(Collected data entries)
* * * *

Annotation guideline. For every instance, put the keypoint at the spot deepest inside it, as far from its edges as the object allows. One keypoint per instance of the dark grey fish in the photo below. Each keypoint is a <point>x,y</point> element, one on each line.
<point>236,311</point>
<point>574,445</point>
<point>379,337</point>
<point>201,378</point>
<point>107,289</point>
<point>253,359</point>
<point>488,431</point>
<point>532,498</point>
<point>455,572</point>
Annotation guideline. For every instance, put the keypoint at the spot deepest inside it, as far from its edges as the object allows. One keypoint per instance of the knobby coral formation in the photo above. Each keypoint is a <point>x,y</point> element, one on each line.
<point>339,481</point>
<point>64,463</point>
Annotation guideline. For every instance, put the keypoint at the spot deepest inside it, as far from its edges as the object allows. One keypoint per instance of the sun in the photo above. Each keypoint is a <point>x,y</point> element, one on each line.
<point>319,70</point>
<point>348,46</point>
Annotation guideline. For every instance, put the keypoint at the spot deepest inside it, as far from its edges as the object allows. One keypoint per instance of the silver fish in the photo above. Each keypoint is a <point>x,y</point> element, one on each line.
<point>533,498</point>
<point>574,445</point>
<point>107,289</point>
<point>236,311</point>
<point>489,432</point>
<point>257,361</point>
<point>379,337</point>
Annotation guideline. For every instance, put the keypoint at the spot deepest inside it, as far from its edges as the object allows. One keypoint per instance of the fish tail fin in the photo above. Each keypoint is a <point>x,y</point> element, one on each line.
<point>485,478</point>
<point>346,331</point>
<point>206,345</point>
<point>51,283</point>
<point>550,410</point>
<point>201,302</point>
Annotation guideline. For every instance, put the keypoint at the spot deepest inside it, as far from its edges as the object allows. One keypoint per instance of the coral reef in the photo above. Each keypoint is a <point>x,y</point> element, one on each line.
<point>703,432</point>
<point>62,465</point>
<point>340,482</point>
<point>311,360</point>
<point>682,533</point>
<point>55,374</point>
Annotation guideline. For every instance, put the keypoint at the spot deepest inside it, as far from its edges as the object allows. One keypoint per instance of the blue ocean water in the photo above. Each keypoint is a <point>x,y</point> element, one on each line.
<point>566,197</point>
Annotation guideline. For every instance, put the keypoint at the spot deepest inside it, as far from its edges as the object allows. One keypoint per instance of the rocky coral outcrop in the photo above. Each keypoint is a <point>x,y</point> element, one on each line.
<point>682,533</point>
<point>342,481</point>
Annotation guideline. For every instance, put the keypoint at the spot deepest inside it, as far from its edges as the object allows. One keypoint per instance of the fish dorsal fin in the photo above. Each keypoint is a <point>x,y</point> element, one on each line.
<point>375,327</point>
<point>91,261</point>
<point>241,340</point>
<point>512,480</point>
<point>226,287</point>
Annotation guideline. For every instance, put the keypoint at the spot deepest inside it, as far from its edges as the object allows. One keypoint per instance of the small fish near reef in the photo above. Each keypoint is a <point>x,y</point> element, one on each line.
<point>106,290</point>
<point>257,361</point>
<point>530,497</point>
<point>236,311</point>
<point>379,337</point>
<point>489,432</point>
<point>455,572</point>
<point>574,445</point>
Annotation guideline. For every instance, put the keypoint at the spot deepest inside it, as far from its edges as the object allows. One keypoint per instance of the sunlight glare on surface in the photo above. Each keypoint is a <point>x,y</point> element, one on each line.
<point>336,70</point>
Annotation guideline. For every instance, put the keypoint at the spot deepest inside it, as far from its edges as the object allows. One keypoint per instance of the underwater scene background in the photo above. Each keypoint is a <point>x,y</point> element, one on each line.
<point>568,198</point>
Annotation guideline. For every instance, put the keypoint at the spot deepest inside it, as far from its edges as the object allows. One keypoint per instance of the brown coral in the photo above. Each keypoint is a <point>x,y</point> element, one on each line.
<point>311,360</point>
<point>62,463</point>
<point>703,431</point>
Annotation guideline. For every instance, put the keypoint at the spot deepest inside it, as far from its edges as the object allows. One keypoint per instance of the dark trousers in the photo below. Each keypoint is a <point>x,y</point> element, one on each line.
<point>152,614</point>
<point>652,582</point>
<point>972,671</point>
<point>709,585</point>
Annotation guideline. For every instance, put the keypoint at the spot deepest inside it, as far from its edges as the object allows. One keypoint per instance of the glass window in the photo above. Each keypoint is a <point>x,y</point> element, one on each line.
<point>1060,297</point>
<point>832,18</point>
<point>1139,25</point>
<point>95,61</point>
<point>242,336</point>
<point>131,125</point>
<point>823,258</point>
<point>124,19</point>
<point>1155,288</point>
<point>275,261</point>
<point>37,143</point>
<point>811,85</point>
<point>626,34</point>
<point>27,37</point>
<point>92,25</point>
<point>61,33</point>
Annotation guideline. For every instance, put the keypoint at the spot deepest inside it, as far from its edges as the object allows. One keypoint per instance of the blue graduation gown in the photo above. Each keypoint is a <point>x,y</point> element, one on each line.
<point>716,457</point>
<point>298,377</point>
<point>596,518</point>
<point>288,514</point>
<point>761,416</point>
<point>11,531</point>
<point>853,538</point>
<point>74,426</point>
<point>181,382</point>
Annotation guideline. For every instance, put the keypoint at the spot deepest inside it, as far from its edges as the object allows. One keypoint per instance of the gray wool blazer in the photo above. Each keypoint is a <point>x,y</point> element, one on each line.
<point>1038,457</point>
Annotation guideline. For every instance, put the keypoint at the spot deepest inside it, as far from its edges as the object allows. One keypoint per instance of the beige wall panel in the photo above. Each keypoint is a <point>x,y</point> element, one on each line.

* * * *

● EXERCISE OBJECTIVE:
Reproduce all of the records precisely. No word may differ.

● THE COMPLETED TASK:
Annotation guideline. For every instance, put the keypoint at the spot deepest inside it, as far from its edges as the object allows. One keypoint per instance of the dark grey fish in the photo below. Each keypoint is a <point>x,y</point> element, one on each line.
<point>236,311</point>
<point>574,445</point>
<point>379,337</point>
<point>201,378</point>
<point>107,289</point>
<point>253,359</point>
<point>488,431</point>
<point>532,498</point>
<point>455,572</point>
Annotation guideline. For every instance, put the keypoint at the spot deepest inside it, as far from its edges as the object allows. One keypoint per instance of the knobby coral formation in the photo above. Each keypoint is a <point>x,y</point> element, one on each line.
<point>339,481</point>
<point>64,463</point>
Annotation guideline. For every instance, put the keypoint at the spot deepest inside it, as far from its edges as the object allows. One keypoint per instance of the sun in the photo above. Each keypoint is a <point>x,y</point> element, one on each line.
<point>319,70</point>
<point>348,46</point>
Annotation guideline. For every instance, put the keypoint at the spot deepest inside it, as far from its edges as the object allows. One keypoint per instance of the silver fish in the photo above. Each keypoint is a <point>x,y</point> element, one on each line.
<point>533,498</point>
<point>574,445</point>
<point>107,289</point>
<point>236,311</point>
<point>489,432</point>
<point>257,361</point>
<point>379,337</point>
Annotation guideline. For every instance, put the keypoint at the spot deepest inside it, as far from its edges as the object allows. One keypoint per instance of the fish tail fin in the photo above. Each keypoint is a <point>x,y</point> element, one on each line.
<point>485,478</point>
<point>346,331</point>
<point>206,345</point>
<point>51,283</point>
<point>550,410</point>
<point>201,302</point>
Annotation guideline. For every instance, put the keypoint at the spot deepest inside it, as far from its edges as the object allows. One keypoint per instance of the coral reef in the photo above. Each keypoint is a <point>x,y</point> element, one on each line.
<point>703,432</point>
<point>62,465</point>
<point>340,482</point>
<point>311,360</point>
<point>682,533</point>
<point>55,374</point>
Annotation guideline. For every instance, put the keypoint at the spot deepest inside it, as far from its edges as the object allows. One keypoint per instance of the blue ocean water in the photo above. Each keypoint is a <point>x,y</point> element, one on each line.
<point>566,197</point>
Annotation guideline. For every instance, put the keypoint at the spot deepest inside it, as far from its edges as the object allows. One keypoint per instance of the rocky coral outcrop in the photo above. Each keypoint is a <point>x,y</point> element, one on each line.
<point>682,533</point>
<point>342,481</point>
Annotation guideline. For every instance, put the keypoint at the spot deepest inside it, as far from its edges as the object allows. One keypoint per instance of the fish dorsal fin in the photo above. Each keypoint is a <point>x,y</point> element, one on each line.
<point>375,327</point>
<point>91,261</point>
<point>241,340</point>
<point>512,480</point>
<point>226,287</point>
Annotation guideline. For every instance, put the keypoint at the spot deepest inside it, as far from its edges as the object allows. One keypoint per instance of the small fish near reef in the photo above. Each keypoint is a <point>x,y</point> element, one on each line.
<point>106,290</point>
<point>257,361</point>
<point>530,497</point>
<point>236,311</point>
<point>379,337</point>
<point>489,432</point>
<point>455,572</point>
<point>574,445</point>
Annotation guideline. For every instance, put the keypoint at the spot deepest inside it, as far from its edges as the object allows. One keypoint per instance of the sunlight glare on surface in the photo above. Each keypoint is a <point>x,y</point> element, one on each line.
<point>336,70</point>
Annotation guideline. For every instance, put the keypoint at the spot deepest inside it, as far from its edges as the object allows. One keypoint per instance of the underwater scene background in the photo above. Each keypoint is a <point>x,y</point> element, one on each line.
<point>568,198</point>
Annotation guideline. For every instance, put the keypoint at the spot deepest inside it, as far from its edges as the object allows. One keypoint per instance of the brown coral in the photo above. Each keypoint is a <point>x,y</point> element, one on each line.
<point>311,360</point>
<point>62,463</point>
<point>703,431</point>
Annotation guideline. For every instance, put the keypoint at the spot deepest inside it, as far from its edges as the object allows. One keypoint per instance of the dark trousers in the photo below. Each keypoint is a <point>x,y</point> element, one on each line.
<point>152,614</point>
<point>652,582</point>
<point>972,671</point>
<point>709,585</point>
Annotation guideline. For every instance, put the keypoint at the spot deepest inside it, as far from its edges as the object allows. One keypoint per instance of the glass window in the photo above. Each keypoint is a <point>x,y</point> element, one on each line.
<point>1060,297</point>
<point>832,18</point>
<point>1139,25</point>
<point>95,61</point>
<point>242,336</point>
<point>131,125</point>
<point>823,258</point>
<point>124,19</point>
<point>1155,288</point>
<point>275,261</point>
<point>37,143</point>
<point>811,85</point>
<point>626,34</point>
<point>27,37</point>
<point>92,25</point>
<point>61,33</point>
Annotation guideline. For every instance, put the keypoint at the spot deepest inside it, as far from its edges as the object allows. One keypoint per instance of the blue graduation gown in the photo above. Each keypoint is a <point>x,y</point> element, one on each line.
<point>716,457</point>
<point>298,377</point>
<point>596,518</point>
<point>288,514</point>
<point>761,416</point>
<point>11,531</point>
<point>853,538</point>
<point>74,426</point>
<point>181,382</point>
Annotation guideline. For every instance, put the keypoint at the spot deepest inside it, as far from its edges as the object allows. One keypoint per instance of the gray wool blazer in the photo above. Each keypoint is a <point>x,y</point> element, one on each line.
<point>1038,457</point>
Annotation guideline. For every instance, put the keypoint at the spot deepest inside it, as far from its edges as the object allows. One keypoint per instance of the beige wall panel in the photo above. Each keypoint is a <point>x,y</point> element, one on each line.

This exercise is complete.